- [What is expected]:
List every line below containing "with".

- [Data provided]:
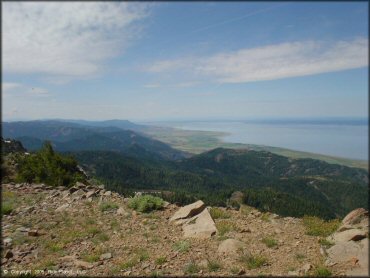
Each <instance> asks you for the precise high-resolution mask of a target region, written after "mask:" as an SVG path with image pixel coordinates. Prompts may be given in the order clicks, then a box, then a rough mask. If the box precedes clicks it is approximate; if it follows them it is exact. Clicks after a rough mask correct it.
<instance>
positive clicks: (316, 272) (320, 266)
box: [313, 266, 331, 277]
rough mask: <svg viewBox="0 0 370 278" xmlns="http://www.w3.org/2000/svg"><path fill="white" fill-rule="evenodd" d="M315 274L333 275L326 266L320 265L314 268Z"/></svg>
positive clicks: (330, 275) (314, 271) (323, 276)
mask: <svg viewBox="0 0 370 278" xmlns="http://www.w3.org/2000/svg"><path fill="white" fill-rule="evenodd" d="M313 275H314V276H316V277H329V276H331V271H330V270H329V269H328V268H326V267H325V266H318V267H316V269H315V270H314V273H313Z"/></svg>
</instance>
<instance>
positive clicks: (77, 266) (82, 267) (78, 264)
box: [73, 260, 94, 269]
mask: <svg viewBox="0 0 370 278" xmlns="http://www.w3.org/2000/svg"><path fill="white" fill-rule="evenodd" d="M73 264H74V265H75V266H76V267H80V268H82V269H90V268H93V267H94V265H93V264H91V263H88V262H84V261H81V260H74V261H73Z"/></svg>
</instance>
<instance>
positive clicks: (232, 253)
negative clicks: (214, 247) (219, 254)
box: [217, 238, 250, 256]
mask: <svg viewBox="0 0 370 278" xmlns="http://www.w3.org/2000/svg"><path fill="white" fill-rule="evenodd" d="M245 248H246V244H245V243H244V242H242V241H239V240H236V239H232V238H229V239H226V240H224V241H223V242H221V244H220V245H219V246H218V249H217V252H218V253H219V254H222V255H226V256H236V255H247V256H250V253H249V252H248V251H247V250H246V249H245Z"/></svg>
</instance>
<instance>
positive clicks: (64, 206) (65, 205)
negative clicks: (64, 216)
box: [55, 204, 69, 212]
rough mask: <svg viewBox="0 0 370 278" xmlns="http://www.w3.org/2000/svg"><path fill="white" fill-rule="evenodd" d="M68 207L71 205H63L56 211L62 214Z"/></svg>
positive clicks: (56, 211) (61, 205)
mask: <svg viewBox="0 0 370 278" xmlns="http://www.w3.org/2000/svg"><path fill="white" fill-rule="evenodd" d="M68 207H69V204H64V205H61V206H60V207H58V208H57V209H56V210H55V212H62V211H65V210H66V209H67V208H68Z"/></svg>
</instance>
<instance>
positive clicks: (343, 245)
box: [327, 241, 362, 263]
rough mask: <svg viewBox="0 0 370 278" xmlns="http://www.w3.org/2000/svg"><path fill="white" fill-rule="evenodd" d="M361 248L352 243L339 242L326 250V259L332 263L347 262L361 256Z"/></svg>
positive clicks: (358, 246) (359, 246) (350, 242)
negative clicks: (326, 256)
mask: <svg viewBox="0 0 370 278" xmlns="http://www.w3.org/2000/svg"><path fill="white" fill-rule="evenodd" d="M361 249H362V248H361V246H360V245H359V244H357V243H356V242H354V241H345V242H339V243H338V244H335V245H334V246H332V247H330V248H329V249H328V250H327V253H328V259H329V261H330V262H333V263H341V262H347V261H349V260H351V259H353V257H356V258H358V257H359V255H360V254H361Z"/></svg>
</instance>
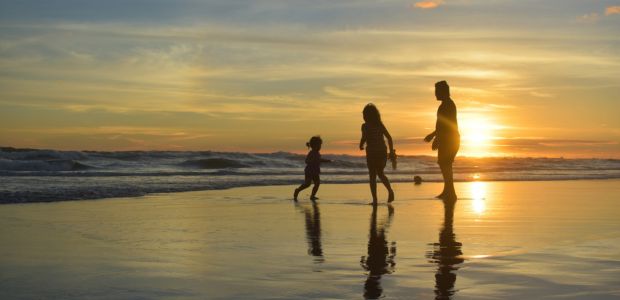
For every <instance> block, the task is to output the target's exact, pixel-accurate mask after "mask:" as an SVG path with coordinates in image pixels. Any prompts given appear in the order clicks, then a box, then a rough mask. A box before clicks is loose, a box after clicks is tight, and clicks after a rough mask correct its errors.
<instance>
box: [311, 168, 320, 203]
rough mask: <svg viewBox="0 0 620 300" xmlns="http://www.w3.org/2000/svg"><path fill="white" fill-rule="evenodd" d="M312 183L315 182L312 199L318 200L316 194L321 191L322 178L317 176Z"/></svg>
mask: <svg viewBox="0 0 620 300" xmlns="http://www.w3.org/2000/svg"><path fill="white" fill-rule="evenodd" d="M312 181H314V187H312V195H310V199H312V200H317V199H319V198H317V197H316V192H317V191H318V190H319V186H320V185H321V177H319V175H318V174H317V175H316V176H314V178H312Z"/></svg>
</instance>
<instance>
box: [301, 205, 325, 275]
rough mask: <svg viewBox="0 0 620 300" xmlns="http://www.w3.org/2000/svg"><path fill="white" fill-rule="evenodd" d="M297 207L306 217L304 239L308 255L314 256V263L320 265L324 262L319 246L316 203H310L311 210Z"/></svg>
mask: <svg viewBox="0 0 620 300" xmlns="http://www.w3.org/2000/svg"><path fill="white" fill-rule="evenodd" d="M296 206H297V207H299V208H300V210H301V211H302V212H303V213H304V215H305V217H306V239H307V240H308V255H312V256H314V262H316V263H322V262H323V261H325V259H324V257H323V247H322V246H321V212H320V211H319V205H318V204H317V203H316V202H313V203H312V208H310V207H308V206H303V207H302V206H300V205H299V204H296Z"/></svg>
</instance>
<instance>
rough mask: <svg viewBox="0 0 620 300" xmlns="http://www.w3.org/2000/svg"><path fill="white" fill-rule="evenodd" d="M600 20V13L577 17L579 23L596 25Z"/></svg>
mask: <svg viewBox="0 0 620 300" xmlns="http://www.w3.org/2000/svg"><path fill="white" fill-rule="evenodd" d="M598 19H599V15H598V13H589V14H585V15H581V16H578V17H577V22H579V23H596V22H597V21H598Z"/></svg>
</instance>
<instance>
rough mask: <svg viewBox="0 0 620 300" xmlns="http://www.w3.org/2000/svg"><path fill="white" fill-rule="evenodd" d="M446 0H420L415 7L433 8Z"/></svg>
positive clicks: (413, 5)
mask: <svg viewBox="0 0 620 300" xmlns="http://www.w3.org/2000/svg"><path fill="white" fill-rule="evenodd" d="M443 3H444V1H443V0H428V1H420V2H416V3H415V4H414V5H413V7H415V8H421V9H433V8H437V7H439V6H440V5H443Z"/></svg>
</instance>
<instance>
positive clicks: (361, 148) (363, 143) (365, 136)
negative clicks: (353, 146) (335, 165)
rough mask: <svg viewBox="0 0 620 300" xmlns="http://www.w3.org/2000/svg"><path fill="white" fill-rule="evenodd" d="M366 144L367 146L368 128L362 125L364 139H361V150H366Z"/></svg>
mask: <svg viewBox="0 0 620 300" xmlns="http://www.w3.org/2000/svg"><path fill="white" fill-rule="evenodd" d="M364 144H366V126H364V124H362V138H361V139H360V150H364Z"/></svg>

- [Response area]:
Each <instance> asks you for the precise high-resolution mask of a target region, written after "mask:" as an SVG path with image pixel coordinates. Prompts may be given in the order clicks, then a box, then a rough mask. If the box precedes clicks it is approximate; if it follows them it is exact. Clicks after a rough mask correct it.
For every <instance> block, the task is to output the target's exact, pixel-accurate mask after "mask:" as an SVG path with coordinates in image pixels. Any prompts given appear in the order clicks, then a box, then a rough mask. A box before clicks is loose, a box after clicks is tight, and clicks after a rough mask correct its errors.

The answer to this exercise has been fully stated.